#### [Records shown]
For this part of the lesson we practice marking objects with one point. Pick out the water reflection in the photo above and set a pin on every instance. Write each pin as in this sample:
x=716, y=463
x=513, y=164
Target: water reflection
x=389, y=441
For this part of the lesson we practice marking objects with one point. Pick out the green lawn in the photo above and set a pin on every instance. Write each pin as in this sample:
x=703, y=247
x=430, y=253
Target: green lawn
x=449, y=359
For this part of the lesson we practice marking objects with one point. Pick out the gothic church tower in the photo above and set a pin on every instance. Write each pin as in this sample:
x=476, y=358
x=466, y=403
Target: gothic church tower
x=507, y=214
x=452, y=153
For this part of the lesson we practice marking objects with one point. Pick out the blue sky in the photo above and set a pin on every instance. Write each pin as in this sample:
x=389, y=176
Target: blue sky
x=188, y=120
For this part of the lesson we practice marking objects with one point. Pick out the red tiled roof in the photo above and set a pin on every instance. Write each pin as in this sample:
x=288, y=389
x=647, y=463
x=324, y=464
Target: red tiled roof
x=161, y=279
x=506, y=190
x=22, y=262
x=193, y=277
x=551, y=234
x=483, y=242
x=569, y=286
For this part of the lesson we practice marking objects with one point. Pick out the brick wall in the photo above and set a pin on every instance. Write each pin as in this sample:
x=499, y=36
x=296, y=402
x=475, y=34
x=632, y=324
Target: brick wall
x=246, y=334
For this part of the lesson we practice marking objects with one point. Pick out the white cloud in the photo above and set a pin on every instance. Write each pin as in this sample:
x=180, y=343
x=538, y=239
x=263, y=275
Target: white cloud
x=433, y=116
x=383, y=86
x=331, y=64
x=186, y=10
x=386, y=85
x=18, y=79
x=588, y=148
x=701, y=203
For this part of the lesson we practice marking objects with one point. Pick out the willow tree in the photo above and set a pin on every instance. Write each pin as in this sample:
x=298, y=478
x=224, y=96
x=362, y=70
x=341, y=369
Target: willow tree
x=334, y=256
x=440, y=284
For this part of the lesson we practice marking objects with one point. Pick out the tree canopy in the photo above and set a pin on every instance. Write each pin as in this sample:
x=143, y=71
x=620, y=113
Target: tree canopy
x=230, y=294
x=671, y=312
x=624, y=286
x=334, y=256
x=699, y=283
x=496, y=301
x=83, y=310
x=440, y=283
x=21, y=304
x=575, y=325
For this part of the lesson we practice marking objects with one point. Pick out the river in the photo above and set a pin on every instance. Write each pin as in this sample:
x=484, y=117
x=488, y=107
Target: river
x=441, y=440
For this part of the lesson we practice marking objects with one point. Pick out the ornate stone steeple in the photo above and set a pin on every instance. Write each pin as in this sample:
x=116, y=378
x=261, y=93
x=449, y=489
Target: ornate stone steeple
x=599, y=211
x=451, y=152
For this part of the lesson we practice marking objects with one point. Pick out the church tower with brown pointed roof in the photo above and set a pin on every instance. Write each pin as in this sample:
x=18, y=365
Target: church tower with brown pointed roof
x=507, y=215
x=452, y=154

#### [Requirement]
In the records above, the line with "x=620, y=113" marks the start and the line with "x=449, y=489" marks the end; copy that stretch exactly, both lines included, and nothing else.

#### [Problem solution]
x=620, y=113
Target: tree canopy
x=230, y=294
x=671, y=312
x=624, y=286
x=334, y=256
x=699, y=283
x=496, y=301
x=83, y=310
x=440, y=283
x=21, y=304
x=575, y=325
For this part of the lesson we practice marking objects with one point. Pick out the river in the photo above and set a pin on every instance. Write each pin as in this sample:
x=484, y=117
x=488, y=107
Target: river
x=441, y=440
For this part of the lesson we practice marking objects with one point. Pick out the ornate stone steeple in the photo above and set a pin on every instance. Write each pin as in this sample:
x=116, y=378
x=261, y=93
x=449, y=489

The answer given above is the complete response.